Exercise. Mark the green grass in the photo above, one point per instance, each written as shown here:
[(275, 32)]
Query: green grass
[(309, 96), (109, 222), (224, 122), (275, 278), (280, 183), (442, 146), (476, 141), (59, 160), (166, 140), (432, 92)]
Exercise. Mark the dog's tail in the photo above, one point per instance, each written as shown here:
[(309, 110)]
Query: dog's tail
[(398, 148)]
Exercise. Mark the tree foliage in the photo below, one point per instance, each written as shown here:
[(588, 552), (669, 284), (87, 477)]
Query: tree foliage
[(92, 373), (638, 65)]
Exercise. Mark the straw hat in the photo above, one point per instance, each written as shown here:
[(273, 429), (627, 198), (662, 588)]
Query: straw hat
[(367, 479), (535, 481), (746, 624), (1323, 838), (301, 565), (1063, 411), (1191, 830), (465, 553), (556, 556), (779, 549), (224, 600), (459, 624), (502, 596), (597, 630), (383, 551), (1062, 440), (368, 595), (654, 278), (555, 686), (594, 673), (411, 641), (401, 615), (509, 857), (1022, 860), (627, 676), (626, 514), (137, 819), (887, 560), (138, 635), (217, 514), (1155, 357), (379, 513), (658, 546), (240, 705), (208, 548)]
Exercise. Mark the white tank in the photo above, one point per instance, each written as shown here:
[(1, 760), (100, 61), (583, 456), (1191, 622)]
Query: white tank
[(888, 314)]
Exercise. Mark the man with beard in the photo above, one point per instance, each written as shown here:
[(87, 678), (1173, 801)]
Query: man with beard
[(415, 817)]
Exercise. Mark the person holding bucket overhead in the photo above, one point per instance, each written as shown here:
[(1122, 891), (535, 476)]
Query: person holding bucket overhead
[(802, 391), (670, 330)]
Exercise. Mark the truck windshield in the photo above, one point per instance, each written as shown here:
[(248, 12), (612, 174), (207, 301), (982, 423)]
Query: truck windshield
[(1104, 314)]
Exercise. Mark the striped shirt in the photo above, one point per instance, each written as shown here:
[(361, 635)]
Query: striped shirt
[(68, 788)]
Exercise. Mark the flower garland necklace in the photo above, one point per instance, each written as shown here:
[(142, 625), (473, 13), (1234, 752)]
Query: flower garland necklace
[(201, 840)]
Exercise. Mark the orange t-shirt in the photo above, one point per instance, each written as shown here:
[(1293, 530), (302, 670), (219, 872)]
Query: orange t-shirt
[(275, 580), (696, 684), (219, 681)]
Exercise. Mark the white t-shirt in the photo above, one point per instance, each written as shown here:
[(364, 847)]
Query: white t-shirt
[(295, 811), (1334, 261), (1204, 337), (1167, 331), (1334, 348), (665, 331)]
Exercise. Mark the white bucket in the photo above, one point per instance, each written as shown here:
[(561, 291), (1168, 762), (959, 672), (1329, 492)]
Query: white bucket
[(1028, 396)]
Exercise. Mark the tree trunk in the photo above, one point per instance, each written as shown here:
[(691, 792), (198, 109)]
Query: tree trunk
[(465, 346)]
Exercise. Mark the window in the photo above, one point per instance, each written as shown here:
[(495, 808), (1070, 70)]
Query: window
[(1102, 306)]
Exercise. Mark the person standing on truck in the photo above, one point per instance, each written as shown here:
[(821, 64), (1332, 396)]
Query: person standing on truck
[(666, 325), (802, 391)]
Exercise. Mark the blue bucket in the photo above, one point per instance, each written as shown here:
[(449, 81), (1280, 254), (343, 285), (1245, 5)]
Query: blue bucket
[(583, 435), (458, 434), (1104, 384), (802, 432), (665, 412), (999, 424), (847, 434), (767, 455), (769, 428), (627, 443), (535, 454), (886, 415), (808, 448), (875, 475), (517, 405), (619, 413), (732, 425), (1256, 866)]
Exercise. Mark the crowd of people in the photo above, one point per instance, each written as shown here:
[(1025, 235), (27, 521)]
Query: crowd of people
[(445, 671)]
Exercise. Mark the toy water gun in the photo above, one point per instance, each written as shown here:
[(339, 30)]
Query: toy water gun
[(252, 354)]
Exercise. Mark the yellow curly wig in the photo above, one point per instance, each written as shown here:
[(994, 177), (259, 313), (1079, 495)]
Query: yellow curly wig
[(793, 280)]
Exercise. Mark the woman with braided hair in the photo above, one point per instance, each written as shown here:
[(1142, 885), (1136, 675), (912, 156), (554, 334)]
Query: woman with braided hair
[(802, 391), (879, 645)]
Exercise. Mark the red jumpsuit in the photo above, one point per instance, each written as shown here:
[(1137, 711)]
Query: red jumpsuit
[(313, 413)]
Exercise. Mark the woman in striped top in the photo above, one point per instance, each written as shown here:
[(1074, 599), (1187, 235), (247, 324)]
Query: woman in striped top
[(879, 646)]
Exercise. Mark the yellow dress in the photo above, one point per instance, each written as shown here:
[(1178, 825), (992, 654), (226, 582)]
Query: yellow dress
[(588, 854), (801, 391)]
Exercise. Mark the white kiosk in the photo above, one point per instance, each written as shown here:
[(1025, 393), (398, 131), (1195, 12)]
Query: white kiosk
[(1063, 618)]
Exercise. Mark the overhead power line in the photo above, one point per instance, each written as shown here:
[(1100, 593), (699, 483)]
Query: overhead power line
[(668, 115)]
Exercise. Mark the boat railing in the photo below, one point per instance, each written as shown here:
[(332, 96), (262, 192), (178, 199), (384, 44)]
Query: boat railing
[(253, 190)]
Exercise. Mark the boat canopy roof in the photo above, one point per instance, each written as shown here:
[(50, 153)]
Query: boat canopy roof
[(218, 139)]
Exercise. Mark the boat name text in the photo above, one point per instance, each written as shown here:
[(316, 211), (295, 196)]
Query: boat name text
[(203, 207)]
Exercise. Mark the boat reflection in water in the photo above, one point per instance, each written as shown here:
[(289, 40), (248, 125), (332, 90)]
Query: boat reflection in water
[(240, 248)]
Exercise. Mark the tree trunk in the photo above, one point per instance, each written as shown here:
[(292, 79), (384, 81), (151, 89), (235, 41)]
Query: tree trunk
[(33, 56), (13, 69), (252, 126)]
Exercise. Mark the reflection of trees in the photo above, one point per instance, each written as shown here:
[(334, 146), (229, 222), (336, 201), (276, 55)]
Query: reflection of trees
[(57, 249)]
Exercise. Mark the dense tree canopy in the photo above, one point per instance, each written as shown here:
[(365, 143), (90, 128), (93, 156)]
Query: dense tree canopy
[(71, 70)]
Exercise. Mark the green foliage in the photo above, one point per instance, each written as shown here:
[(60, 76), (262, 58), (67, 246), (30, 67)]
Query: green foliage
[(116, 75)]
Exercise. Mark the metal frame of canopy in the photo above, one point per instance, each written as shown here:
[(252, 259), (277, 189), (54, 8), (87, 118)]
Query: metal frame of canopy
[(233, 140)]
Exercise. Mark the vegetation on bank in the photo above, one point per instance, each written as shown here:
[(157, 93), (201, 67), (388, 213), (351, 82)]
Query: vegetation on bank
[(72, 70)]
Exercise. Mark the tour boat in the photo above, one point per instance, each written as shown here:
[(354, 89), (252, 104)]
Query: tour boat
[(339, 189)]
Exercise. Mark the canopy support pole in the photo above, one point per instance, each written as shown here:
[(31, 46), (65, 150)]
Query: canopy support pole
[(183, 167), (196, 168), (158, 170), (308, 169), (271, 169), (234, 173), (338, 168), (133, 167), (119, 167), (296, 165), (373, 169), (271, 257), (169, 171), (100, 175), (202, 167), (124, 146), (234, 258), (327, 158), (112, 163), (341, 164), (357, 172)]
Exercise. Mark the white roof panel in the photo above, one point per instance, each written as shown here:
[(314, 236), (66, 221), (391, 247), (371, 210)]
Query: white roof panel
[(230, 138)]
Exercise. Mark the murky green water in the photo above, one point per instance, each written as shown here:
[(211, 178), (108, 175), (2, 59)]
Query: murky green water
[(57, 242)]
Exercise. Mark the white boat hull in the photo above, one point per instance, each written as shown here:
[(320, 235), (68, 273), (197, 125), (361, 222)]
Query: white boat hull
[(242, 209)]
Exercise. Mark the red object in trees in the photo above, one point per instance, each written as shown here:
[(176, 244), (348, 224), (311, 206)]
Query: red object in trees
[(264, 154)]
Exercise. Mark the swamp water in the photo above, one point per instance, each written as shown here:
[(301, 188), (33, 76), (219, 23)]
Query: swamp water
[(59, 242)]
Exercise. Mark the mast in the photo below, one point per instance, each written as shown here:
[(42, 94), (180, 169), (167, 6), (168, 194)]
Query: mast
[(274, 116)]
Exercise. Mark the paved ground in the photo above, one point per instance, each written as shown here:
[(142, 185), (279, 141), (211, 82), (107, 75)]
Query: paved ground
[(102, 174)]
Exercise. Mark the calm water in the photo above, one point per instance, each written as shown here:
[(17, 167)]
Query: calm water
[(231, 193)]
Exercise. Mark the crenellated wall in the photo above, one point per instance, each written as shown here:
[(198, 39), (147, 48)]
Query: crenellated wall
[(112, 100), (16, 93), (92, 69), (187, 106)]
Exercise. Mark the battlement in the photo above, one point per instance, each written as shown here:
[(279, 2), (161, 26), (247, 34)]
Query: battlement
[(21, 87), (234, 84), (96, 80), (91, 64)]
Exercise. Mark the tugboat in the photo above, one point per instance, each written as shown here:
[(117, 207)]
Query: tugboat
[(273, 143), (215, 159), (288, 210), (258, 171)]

___

• Directions:
Reproduce everything from the line containing "Exercise. Mark the green foliage" down to the line containing "[(339, 189)]", without changing a character.

• Full output:
Exercise. Mark the green foliage in the photo above, one point per instance, each written as shown here:
[(60, 76), (262, 58), (67, 246), (30, 67)]
Query: green foliage
[(116, 75)]
Exercise. Mark the metal frame of canopy in the photo above, one point per instance, each written as shown here:
[(252, 259), (277, 189), (54, 8), (87, 118)]
Query: metal frame of canopy
[(233, 140)]
Exercise. Mark the vegetation on bank in the photo above, one point per instance, each written as shown here:
[(157, 93), (201, 67), (388, 213), (351, 82)]
Query: vegetation on bank
[(72, 70)]
Exercise. Mark the tour boat in the photo above, one point per instance, each written as shown here:
[(354, 89), (252, 104)]
Query: tour boat
[(339, 189)]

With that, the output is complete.